*TE DOEN*.
1 – Zet de alinea uit het artikel over de Biënnale die begint met "Het interieur van het Nederlandse paviljoen" om in een beknopte opsomming met de belangrijkste feiten.
2 – Hoeveel minuten duurt de film Mandarin Ducks volgens het artikel over de Biënnale?
3 – Geef letterlijk het stuk uit het artikel over de Biënnale weer van "VENETIË, 9 JUNI." tot en met "ander professioneel kunstpubliek.".

*PAGINATEKST*.
|---|
NRC Handelsblad, 9 juni 2005

In Venetië wil iedereen een tasje van Gilbert en George

Zondag wordt de Biënnale geopend, maar vanochtend begonnen drie dagen waarin iedereen in de internationale kunstwereld alles probeert te zien. Nederland presenteert het duo De Rijke/De Rooij.

Door onze redacteur Sandra Smallenburg

VENETIË, 9 JUNI. De officiële opening van de Biënnale van Venetië is pas zondag, maar wie op het terrein van de Giardini rondloopt krijgt het idee dat de vernissage voor 's werelds grootste kunstevenement allang begonnen is. In de landenpaviljoens daar verdringen cameraploegen zich rondom de kunstenaars, terwijl de terrassen en wandelpaden buiten hangplekken zijn geworden voor museumdirecteuren, verzamelaars en ander professioneel kunstpubliek.

Bijna allemaal hebben ze linnen tasjes van Gilbert en George over hun schouder hangen - gratis voor wie in het Britse paviljoen een catalogus van het duo koopt. Het hebbedingetje vormt op deze eerste officieuze biënnaledag direct een aardige populariteitsgraadmeter.

Bij de Nederlandse delegatie is het rustig, maar dat heeft vooral te maken met de aard van de presentatie. Het kunstenaarsduo De Rijke/De Rooij laat er zijn nieuwe werk Mandarin Ducks zien, een film van 36 minuten die alleen op gezette tijden vertoond wordt. Bij de ingang van het Rietveldpaviljoen plakt vormgever Wim Crouwel net de laatste zelfontworpen letters op de verduisterde ramen. Op een witte zuil naast hem staat de tekst 'next viewing' en wijst de klok tien uur. De kunstenaars zelf stappen met een klein gezelschap naar binnen om voor de allereerste keer proef te draaien.

Het interieur van het Nederlandse paviljoen dat Rietveld in 1953/54 ontwierp, heeft het karakter van een kerk gekregen. In het midden van de hagelwitte ruimte staan drie rijen met zwarte banken opgesteld. Gefilterd daglicht schijnt door dakramen. Zodra iedereen zit, worden deze vensters een voor een verduisterd en start de film. ,,Mandarin Ducks is een ruimtelijke installatie'', benadrukt Martijn van Nieuwenhuyzen, als curator verantwoordelijk voor de Nederlandse inzending. ,,Het gaat niet alleen om de filmvoorstelling, maar ook om de beleving van licht en ruimte.''

Jeroen de Rijke en Willem de Rooij vormen sinds 1994 een duo en staan bekend om hun ingetogen videowerken waarbij ze de toeschouwer minutenlang laten kijken naar hetzelfde uitzicht, bijvoorbeeld op een vuilnisbelt of kerkhof. ,,We wilden eigenlijk een comedy maken'', zegt de Rijke over Mandarin Ducks. ,,Maar het is een film noir geworden. Er is door de acteurs veel geïmproviseerd. Voor iedere scène kregen ze sleutelwoorden waarmee ze aan de slag gingen.'' De Rooij geeft toe dat het project een experiment was. ,,Het is geen bevestiging van het werk dat er al is. Maar ik vond dat we als 35-jarigen nog niet toe waren aan een midlife-overzicht.''

Mandarin Ducks is anders dan alles wat Jeroen de Rijke en Willem de Rooij sinds 1994 gemaakt hebben. Het is een narratieve film over een tiental vrienden die elkaar iedere zondag ontmoeten in een duur appartement. De dialogen, vol onderhuidse spanningen en psychologische spelletjes, worden uitgesproken door bekende toneelacteurs als Cas Enklaar, Liz Snoyink en Annemarie Oster. Door het overdreven acteerwerk en de ironische kijk op het leven van de rich and famous houdt de film het midden tussen een soap en een aflevering van Absolutely Fabulous.
|---|
Fragmenten van gegevens voor locatielabeling:
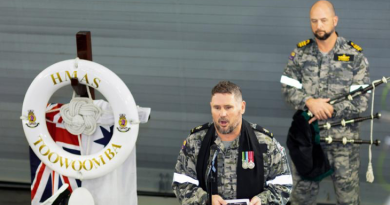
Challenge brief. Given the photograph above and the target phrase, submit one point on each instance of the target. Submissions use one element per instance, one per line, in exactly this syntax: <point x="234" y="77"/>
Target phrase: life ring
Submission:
<point x="113" y="89"/>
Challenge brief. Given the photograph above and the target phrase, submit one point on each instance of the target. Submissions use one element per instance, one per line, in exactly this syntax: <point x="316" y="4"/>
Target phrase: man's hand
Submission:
<point x="217" y="200"/>
<point x="320" y="108"/>
<point x="255" y="201"/>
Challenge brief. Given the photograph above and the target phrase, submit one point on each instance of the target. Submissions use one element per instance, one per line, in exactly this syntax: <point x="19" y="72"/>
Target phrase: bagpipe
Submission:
<point x="304" y="141"/>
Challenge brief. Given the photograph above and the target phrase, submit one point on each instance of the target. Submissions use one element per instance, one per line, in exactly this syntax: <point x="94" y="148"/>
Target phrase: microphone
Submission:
<point x="211" y="167"/>
<point x="212" y="162"/>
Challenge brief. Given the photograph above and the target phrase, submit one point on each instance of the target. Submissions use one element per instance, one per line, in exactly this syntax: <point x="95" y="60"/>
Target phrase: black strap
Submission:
<point x="250" y="182"/>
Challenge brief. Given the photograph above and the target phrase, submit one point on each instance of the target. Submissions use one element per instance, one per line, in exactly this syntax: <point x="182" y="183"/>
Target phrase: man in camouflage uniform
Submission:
<point x="227" y="108"/>
<point x="317" y="71"/>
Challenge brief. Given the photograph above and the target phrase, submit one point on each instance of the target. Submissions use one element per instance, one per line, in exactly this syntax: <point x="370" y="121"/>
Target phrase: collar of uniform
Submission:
<point x="339" y="42"/>
<point x="221" y="146"/>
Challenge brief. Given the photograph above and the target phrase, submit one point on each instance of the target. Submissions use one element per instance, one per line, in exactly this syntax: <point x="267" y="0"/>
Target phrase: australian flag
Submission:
<point x="45" y="181"/>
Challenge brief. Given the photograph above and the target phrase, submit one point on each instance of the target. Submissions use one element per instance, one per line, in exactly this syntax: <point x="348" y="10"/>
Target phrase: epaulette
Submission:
<point x="264" y="131"/>
<point x="200" y="127"/>
<point x="304" y="43"/>
<point x="353" y="45"/>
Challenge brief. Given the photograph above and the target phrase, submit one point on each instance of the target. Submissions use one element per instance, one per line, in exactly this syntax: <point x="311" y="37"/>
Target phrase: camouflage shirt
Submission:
<point x="277" y="175"/>
<point x="312" y="74"/>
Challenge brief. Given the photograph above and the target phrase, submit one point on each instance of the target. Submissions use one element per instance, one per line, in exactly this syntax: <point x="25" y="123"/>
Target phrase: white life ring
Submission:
<point x="113" y="89"/>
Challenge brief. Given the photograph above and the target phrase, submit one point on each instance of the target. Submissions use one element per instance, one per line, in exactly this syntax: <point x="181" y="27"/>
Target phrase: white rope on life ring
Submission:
<point x="113" y="89"/>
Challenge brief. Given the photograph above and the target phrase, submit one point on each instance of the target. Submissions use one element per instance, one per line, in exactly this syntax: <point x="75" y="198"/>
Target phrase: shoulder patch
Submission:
<point x="304" y="43"/>
<point x="264" y="131"/>
<point x="353" y="45"/>
<point x="200" y="127"/>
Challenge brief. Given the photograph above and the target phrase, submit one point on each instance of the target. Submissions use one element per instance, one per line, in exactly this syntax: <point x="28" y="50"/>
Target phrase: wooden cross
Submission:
<point x="84" y="51"/>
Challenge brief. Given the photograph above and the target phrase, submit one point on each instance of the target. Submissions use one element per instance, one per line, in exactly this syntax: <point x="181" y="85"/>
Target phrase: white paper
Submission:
<point x="238" y="202"/>
<point x="143" y="114"/>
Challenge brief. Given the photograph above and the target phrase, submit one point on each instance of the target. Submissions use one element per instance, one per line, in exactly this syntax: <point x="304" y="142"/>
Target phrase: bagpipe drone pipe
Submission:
<point x="303" y="140"/>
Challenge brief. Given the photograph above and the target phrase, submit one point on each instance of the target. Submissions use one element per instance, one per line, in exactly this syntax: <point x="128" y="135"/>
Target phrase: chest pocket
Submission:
<point x="310" y="76"/>
<point x="341" y="78"/>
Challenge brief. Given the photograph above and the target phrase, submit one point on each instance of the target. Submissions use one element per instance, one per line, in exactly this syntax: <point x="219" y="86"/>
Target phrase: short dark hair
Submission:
<point x="227" y="87"/>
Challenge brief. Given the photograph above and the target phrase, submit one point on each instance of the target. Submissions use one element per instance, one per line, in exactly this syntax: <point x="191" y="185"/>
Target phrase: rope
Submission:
<point x="370" y="172"/>
<point x="80" y="117"/>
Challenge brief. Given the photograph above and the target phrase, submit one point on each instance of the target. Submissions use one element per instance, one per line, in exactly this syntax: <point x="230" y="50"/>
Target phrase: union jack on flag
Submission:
<point x="45" y="181"/>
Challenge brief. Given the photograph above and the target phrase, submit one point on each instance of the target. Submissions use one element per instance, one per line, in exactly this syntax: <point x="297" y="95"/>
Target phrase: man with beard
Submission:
<point x="246" y="160"/>
<point x="317" y="71"/>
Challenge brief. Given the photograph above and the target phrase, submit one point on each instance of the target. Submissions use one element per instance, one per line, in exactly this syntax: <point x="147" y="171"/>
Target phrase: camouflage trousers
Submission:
<point x="345" y="161"/>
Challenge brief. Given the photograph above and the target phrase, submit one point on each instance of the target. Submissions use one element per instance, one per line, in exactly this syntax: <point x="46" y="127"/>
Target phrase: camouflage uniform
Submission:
<point x="277" y="175"/>
<point x="319" y="76"/>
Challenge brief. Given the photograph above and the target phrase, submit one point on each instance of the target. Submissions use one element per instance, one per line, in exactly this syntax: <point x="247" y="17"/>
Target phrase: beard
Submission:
<point x="325" y="36"/>
<point x="229" y="129"/>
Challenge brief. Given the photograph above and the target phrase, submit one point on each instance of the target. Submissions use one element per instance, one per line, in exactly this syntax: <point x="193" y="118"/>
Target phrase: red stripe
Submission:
<point x="37" y="180"/>
<point x="66" y="180"/>
<point x="52" y="182"/>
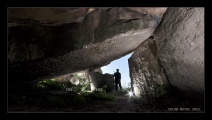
|---|
*GEGEVEN ANTWOORDEN*.
1 –
- Het Nederlandse paviljoen is in 1953/54 door Rietveld ontworpen. Het interieur heeft nu het karakter van een kerk.
- Midden in de witte ruimte staan drie rijen zwarte banken. Door dakramen valt gefilterd daglicht naar binnen.
- Zodra iedereen zit, worden de vensters een voor een verduisterd en begint de film.
- Curator Martijn van Nieuwenhuyzen noemt Mandarin Ducks een ruimtelijke installatie. Volgens hem gaat het naast de film ook om de beleving van licht en ruimte.

2 – De film duurt 36 minuten.

3 –
VENETIË, 9 JUNI. De officiële opening van de Biënnale van Venetië is pas zondag, maar wie op het terrein van de Giardini rondloopt krijgt het idee dat de vernissage voor 's werelds grootste kunstevenement allang begonnen is. In de landenpaviljoens daar verdringen cameraploegen zich rondom de kunstenaars, terwijl de terrassen en wandelpaden buiten hangplekken zijn geworden voor museumdirecteuren, verzamelaars en ander professioneel kunstpubliek.